[start Input records]
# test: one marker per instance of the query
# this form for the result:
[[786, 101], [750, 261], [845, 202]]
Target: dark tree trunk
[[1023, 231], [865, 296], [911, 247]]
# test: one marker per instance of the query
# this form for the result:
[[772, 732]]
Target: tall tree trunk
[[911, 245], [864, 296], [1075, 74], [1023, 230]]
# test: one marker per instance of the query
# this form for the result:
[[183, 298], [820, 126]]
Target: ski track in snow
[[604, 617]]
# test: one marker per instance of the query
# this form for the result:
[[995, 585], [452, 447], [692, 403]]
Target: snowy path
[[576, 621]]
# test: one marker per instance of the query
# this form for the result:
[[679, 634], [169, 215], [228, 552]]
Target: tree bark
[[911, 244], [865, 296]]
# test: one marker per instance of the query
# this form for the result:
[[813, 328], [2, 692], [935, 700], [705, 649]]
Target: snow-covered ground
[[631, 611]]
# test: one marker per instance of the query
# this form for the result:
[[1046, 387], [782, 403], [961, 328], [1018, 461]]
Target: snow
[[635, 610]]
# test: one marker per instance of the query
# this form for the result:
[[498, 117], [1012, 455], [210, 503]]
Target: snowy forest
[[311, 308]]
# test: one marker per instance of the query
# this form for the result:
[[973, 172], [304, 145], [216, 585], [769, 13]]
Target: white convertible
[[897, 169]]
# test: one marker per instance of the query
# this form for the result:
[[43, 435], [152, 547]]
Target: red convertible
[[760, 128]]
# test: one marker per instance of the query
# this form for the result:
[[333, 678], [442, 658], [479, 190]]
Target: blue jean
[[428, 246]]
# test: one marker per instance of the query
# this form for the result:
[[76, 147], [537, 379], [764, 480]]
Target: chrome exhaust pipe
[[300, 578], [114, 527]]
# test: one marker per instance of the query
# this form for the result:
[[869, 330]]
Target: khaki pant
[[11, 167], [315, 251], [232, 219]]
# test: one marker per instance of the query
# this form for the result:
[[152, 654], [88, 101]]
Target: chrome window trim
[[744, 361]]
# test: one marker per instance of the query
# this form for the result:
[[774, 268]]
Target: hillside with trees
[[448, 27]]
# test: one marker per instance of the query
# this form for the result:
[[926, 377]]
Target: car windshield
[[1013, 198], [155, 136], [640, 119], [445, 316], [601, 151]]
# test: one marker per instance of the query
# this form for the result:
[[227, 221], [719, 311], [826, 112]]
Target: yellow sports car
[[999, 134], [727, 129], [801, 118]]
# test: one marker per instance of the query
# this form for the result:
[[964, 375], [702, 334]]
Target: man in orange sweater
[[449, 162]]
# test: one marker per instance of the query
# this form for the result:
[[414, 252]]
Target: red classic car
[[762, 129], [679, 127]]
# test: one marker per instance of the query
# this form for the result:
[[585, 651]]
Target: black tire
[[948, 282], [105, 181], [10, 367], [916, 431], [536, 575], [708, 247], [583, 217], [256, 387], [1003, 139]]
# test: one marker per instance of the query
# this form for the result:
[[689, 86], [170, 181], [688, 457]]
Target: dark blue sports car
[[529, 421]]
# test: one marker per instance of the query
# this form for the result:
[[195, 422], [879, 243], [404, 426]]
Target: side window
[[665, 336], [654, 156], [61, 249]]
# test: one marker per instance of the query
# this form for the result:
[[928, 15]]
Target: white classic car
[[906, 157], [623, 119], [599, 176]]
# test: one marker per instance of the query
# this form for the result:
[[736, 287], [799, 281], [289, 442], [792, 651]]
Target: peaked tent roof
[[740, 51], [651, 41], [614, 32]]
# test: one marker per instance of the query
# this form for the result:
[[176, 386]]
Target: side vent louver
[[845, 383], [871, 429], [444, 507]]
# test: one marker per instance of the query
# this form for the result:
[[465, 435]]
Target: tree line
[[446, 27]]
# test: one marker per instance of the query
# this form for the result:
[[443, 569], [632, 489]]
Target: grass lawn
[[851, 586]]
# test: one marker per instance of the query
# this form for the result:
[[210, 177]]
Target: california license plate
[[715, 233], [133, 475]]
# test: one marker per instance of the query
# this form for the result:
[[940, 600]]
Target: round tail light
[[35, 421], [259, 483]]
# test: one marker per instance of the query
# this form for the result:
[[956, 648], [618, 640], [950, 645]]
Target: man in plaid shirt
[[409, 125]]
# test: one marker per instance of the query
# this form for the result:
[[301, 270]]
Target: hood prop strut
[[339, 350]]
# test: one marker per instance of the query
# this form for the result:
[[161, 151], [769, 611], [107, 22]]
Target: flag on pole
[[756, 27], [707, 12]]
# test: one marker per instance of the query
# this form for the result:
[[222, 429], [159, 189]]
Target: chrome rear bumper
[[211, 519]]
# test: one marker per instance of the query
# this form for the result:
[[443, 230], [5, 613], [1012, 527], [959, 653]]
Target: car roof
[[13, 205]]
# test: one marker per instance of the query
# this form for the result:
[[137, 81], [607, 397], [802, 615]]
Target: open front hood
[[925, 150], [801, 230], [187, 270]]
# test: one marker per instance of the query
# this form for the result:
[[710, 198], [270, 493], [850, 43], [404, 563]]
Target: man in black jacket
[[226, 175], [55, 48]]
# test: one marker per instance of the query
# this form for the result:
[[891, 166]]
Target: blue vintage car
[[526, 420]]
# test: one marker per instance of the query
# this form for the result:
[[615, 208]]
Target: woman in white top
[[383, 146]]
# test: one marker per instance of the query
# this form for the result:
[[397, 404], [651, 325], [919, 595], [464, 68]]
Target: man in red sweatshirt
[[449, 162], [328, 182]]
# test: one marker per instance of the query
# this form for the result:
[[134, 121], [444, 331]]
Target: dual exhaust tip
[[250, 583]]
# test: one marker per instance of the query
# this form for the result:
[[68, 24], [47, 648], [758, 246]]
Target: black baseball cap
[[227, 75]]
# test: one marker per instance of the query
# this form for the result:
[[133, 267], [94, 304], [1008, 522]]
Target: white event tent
[end Input records]
What is being asked:
Show every line of the listing above that contains the word "sports", treating uppercase and lowercase letters as distinct.

Solved exercise:
Target: yellow sports car
Target: dark blue sports car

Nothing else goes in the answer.